** Assignment **
Below is a set of entries; copy all of them exactly.

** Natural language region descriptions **
**********

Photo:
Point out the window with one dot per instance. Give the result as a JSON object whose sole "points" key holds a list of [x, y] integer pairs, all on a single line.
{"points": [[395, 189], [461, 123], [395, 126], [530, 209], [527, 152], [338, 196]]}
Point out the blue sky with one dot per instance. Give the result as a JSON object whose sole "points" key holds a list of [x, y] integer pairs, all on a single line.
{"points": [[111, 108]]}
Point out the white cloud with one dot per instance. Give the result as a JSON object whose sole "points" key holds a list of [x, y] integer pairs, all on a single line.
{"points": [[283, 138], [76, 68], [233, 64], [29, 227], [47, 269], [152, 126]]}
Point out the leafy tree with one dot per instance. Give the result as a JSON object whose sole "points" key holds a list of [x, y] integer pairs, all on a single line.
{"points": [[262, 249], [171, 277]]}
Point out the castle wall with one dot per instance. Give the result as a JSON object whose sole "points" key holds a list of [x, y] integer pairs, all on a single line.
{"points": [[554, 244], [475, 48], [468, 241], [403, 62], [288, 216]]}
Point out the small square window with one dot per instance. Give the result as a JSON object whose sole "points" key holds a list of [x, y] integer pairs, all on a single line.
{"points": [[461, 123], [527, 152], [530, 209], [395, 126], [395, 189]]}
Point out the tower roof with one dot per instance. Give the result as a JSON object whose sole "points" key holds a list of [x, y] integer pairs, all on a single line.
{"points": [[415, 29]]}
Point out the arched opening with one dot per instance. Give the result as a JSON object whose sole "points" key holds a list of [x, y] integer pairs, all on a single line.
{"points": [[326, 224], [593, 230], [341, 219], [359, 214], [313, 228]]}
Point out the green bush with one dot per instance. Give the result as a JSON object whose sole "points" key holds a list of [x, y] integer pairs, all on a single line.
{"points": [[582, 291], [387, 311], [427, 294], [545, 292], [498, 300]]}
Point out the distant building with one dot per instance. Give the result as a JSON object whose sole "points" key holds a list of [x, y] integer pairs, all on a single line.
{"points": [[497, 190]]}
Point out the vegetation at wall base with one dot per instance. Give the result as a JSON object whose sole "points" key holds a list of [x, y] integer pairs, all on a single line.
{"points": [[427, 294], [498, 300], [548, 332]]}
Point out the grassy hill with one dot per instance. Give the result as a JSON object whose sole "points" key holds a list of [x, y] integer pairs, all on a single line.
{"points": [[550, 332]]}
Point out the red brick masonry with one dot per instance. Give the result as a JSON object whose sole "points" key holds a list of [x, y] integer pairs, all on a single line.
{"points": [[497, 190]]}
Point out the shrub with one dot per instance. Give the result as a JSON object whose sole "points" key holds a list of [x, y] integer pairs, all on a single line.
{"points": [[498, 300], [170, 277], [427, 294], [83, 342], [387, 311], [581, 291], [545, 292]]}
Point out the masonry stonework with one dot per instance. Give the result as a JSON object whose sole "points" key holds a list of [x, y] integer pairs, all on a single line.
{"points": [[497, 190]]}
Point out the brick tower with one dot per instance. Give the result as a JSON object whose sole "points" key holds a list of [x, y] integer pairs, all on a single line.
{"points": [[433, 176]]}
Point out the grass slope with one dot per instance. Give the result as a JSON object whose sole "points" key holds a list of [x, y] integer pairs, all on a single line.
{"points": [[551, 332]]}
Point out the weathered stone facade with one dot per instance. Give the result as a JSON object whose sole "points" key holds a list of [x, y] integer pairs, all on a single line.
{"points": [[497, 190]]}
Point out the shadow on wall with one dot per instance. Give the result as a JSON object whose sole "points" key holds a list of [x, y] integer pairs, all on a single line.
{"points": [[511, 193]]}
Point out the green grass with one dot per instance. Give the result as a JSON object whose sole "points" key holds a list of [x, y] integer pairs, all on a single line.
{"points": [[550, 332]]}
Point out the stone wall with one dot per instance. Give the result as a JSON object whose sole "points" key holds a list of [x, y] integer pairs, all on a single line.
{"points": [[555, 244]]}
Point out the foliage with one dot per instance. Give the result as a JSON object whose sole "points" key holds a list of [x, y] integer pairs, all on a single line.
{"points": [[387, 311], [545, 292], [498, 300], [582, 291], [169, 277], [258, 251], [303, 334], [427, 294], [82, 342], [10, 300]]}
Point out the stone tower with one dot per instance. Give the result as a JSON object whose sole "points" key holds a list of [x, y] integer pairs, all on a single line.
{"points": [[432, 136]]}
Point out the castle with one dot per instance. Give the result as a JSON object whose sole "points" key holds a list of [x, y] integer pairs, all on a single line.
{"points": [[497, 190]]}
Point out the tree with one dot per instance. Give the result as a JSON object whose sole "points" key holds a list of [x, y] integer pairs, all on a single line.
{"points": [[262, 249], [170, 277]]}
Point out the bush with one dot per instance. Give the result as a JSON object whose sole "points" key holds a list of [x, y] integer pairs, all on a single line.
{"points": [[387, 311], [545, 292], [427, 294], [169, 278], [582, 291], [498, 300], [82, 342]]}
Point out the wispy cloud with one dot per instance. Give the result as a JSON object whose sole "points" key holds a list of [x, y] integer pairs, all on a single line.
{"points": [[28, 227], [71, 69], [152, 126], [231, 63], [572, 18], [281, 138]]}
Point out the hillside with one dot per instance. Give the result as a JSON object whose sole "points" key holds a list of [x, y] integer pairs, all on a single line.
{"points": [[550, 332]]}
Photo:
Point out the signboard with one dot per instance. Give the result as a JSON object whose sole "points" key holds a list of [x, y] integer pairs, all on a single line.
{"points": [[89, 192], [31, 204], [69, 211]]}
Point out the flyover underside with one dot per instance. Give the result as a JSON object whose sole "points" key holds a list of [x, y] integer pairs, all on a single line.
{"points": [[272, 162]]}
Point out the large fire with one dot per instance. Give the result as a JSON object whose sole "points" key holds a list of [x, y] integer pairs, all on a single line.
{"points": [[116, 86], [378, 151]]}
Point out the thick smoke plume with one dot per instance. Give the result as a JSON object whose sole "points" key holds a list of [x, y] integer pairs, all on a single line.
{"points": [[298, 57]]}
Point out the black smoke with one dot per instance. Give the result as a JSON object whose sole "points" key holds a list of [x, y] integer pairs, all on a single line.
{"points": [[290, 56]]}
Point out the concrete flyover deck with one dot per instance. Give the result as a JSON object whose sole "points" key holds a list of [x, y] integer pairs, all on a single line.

**********

** Exercise solution **
Photo:
Point out the window with one dot per instance. Give the result as a JSON object whose sole "points" key holds a list of [x, y] integer pairs, all on a single line.
{"points": [[395, 189], [461, 123], [395, 126], [530, 209], [527, 152], [338, 196]]}
Point out the blue sky with one dot per instance. Give the result as a JSON object whose sole "points" key holds a list of [x, y] integer pairs, all on a single line.
{"points": [[111, 108]]}
Point out the white cloud with one dot per instance. Give the result as a JSON object whose sole "points" key holds a list of [x, y] integer pairs, all on a single line.
{"points": [[283, 138], [76, 68], [233, 64], [29, 227], [47, 269], [152, 126]]}
Point out the leafy tree with one dot per instance. Give the result as a JSON object whose sole "points" key holds a list of [x, y] integer pairs, all on a single line.
{"points": [[262, 249], [171, 277]]}
Point out the castle wall with one dot per instance. Give the result as a JSON object whose sole "points" key holds a list of [x, y] integer pairs, all on a single line.
{"points": [[554, 244], [475, 48], [468, 241], [403, 62], [288, 216]]}
Point out the small square window with one dot per instance. Give the result as a JSON object whose sole "points" key holds a list of [x, y] integer pairs, all on a single line.
{"points": [[461, 123], [527, 152], [530, 209], [395, 126], [395, 189]]}
Point out the tower roof with one dot per instance. Give the result as a JSON object whose sole "points" key holds a list of [x, y] integer pairs, all on a single line.
{"points": [[415, 29]]}
Point out the arched opening with one dot per instance. Give the result as a JSON object whose sole "points" key holds a list of [x, y] integer pairs, all on a single line.
{"points": [[326, 224], [593, 230], [341, 219], [359, 214], [313, 228]]}
Point out the green bush with one dot per instance. Give the result as a JSON object whose sole "points" key holds a list of [x, y] integer pairs, all on a single line.
{"points": [[582, 291], [387, 311], [427, 294], [545, 292], [498, 300]]}
Point out the distant building with one dot per instance. Give the result as a JSON object whose sole "points" key holds a list of [x, y] integer pairs, all on a single line.
{"points": [[497, 190]]}
Point out the vegetation at wall base with one dot per instance. Give the result as a JSON object whose sole "points" key holds a list of [x, y] integer pairs, all on a single line.
{"points": [[427, 294], [498, 300], [548, 332]]}
Point out the grassy hill with one dot per instance. Give the result as a JSON object whose sole "points" key holds a list of [x, y] integer pairs, all on a single line.
{"points": [[550, 332]]}
Point out the red brick masonry with one dot per instance. Give the result as a JSON object whose sole "points" key holds a list of [x, y] integer pairs, all on a single line.
{"points": [[497, 190]]}
Point out the shrub with one dot per instance. Give the result as a JSON object whose sole "points" key holds a list of [x, y] integer pairs, all on a single line.
{"points": [[498, 300], [170, 277], [427, 294], [83, 342], [387, 311], [581, 291], [545, 292]]}
Point out the masonry stonework with one dot per instance. Give the result as a JSON object whose sole "points" key holds a list of [x, y] integer pairs, all on a single line.
{"points": [[497, 190]]}
Point out the brick tower with one dot per instance. Give the result as a JSON object whose sole "points" key holds a list of [x, y] integer pairs, all on a single line.
{"points": [[433, 176]]}
Point out the grass slope with one dot per instance. Give the result as a JSON object whose sole "points" key holds a list of [x, y] integer pairs, all on a single line.
{"points": [[551, 332]]}
Point out the weathered stone facade with one dot per instance. Give the result as a JSON object whose sole "points" key holds a list of [x, y] integer pairs, all on a single line.
{"points": [[497, 190]]}
Point out the shadow on wall with one dot per instance. Give the result as a JSON object whose sole "points" key holds a list of [x, y] integer pairs, all on a single line.
{"points": [[511, 193]]}
Point out the green grass with one dot per instance. Give the result as a JSON object whose sole "points" key holds a list of [x, y] integer pairs, all on a single line.
{"points": [[550, 332]]}
Point out the stone wall with one dot per instance. Give the result as a JSON object whose sole "points" key holds a list of [x, y] integer pairs, all on a single line.
{"points": [[555, 244]]}
Point out the foliage with one dot per instance. Give the result as a JSON object whose sole "points" key holds a list of [x, y] integer pairs, all on a single line.
{"points": [[387, 311], [545, 292], [498, 300], [582, 291], [169, 277], [258, 251], [303, 334], [427, 294], [82, 342], [10, 300]]}
Point out the stone tower with one dot per instance. Give the result as a JSON object whose sole "points" key holds a list of [x, y] integer pairs, all on a single line.
{"points": [[432, 136]]}
Point out the castle with one dot per instance. Give the result as a JSON object whose sole "points" key holds a list of [x, y] integer pairs, all on a single line.
{"points": [[497, 190]]}
Point out the tree with one dot per instance. Give the result as a JSON object whose sole "points" key holds a list of [x, y] integer pairs, all on a single line.
{"points": [[262, 249], [170, 277]]}
Point out the bush with one dot per instance. Give the result as a JSON object whose sole "points" key holds a list of [x, y] integer pairs, all on a single line.
{"points": [[387, 311], [545, 292], [427, 294], [169, 278], [582, 291], [498, 300], [82, 342]]}
Point out the wispy cloud with one dot per instance. Give the result as a JSON object whose sole "points" key holds a list of [x, y] integer pairs, all on a single line.
{"points": [[28, 227], [71, 69], [152, 126], [231, 63], [572, 18], [281, 138]]}
Point out the hillside with one dot per instance. Give the result as a JSON object whose sole "points" key holds a list of [x, y] integer pairs, all on a single line.
{"points": [[550, 332]]}
Photo:
Point out the signboard with one dot per instance. Give the result as a JSON object whose sole "points" key holds a list of [x, y] integer pairs, all on a single line.
{"points": [[89, 192], [31, 204], [69, 211]]}
Point out the flyover underside with one dot per instance. Give the result as a JSON object whose sole "points" key holds a list of [x, y] integer pairs, all on a single line.
{"points": [[272, 162]]}
Point out the large fire with one dot per instance. Give the result as a JSON object whose sole "points" key holds a list of [x, y] integer pairs, all on a single line.
{"points": [[116, 86], [378, 151]]}
Point out the thick smoke plume with one dot per instance. Give the result as a JSON object whose sole "points" key holds a list of [x, y] integer pairs, all on a single line.
{"points": [[298, 57]]}
Point out the black smoke with one dot per instance. Give the result as a JSON object whose sole "points" key holds a list of [x, y] integer pairs, all on a single line.
{"points": [[290, 56]]}
Point out the concrete flyover deck with one dot per instance. Give the result as a JSON object whose sole "points" key holds a list of [x, y] integer pairs, all on a single line.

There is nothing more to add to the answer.